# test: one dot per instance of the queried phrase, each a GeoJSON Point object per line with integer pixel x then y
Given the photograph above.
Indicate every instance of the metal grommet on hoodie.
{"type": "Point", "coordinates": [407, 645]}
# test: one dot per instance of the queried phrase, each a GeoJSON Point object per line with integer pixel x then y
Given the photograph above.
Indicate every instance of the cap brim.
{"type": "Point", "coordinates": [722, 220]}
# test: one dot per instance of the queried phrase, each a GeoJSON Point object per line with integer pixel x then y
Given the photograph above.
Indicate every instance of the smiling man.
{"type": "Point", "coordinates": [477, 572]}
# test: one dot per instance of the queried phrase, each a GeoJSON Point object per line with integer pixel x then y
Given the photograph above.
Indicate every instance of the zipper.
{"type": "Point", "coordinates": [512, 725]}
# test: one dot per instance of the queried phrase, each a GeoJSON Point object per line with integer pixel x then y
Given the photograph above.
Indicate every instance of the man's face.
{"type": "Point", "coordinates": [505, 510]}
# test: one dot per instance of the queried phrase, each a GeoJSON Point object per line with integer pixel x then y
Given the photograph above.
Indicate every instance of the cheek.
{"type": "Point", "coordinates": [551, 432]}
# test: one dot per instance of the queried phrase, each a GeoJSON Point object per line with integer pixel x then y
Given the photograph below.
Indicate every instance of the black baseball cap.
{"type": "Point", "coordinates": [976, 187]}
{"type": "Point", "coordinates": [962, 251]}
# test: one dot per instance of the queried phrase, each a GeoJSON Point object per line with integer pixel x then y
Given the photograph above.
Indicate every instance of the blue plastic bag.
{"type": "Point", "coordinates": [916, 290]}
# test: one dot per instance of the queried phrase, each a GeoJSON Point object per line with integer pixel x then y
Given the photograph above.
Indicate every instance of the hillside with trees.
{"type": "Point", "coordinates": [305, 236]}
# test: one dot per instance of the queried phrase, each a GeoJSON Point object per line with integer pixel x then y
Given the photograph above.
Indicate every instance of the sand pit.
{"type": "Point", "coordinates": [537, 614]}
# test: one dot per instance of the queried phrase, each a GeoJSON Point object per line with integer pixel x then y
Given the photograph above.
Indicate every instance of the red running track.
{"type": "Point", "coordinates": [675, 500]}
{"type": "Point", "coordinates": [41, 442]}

==*==

## YOUR GOAL
Your task is to transcribe the listing above in full, exactly as given.

## OUTPUT FOR THIS TASK
# test: one dot per instance of the queried phrase, each a GeoJSON Point object per line with integer pixel x then y
Given the photograph above.
Indicate every instance of the metal grommet on hoodie.
{"type": "Point", "coordinates": [407, 645]}
# test: one dot per instance of the queried phrase, each a GeoJSON Point object per line with integer pixel x then y
Given the photograph above.
Indicate every instance of the cap brim.
{"type": "Point", "coordinates": [722, 220]}
# test: one dot per instance of the queried phrase, each a GeoJSON Point object per line with integer pixel x then y
Given the photograph above.
Indicate every instance of the smiling man.
{"type": "Point", "coordinates": [477, 572]}
# test: one dot per instance of the queried phrase, each a GeoJSON Point object per line with integer pixel x then y
Given the photograph above.
Indicate every instance of the zipper.
{"type": "Point", "coordinates": [512, 725]}
# test: one dot per instance of the queried phrase, each a GeoJSON Point object per line with integer pixel x then y
Given the photograph above.
Indicate every instance of the man's face.
{"type": "Point", "coordinates": [505, 510]}
# test: one dot per instance of the queried phrase, each a GeoJSON Point object per line with integer pixel x then y
Given the photograph above.
Indicate every instance of the cheek.
{"type": "Point", "coordinates": [551, 432]}
# test: one dot per instance of the queried phrase, each a GeoJSON Point object per line with integer pixel x then y
Given the photograph below.
Indicate every instance of the black baseball cap.
{"type": "Point", "coordinates": [976, 187]}
{"type": "Point", "coordinates": [962, 251]}
# test: one dot per instance of the queried phrase, each a GeoJSON Point object per line with integer pixel x then y
Given the photograph above.
Indicate every instance of the blue plastic bag.
{"type": "Point", "coordinates": [916, 290]}
# test: one dot per instance of the queried phrase, each a GeoJSON Point object per line with integer pixel x then y
Given the photograph above.
Indicate every instance of the hillside with trees.
{"type": "Point", "coordinates": [305, 236]}
# test: one dot per instance of the queried phrase, each a GeoJSON Point object per line with integer pixel x then y
Given the photograph above.
Indicate every instance of the sand pit.
{"type": "Point", "coordinates": [537, 614]}
# test: one dot per instance of the queried phrase, each a GeoJSON Point object per line with integer pixel x then y
Given the photograph above.
Indicate every instance of the red running track.
{"type": "Point", "coordinates": [675, 500]}
{"type": "Point", "coordinates": [41, 442]}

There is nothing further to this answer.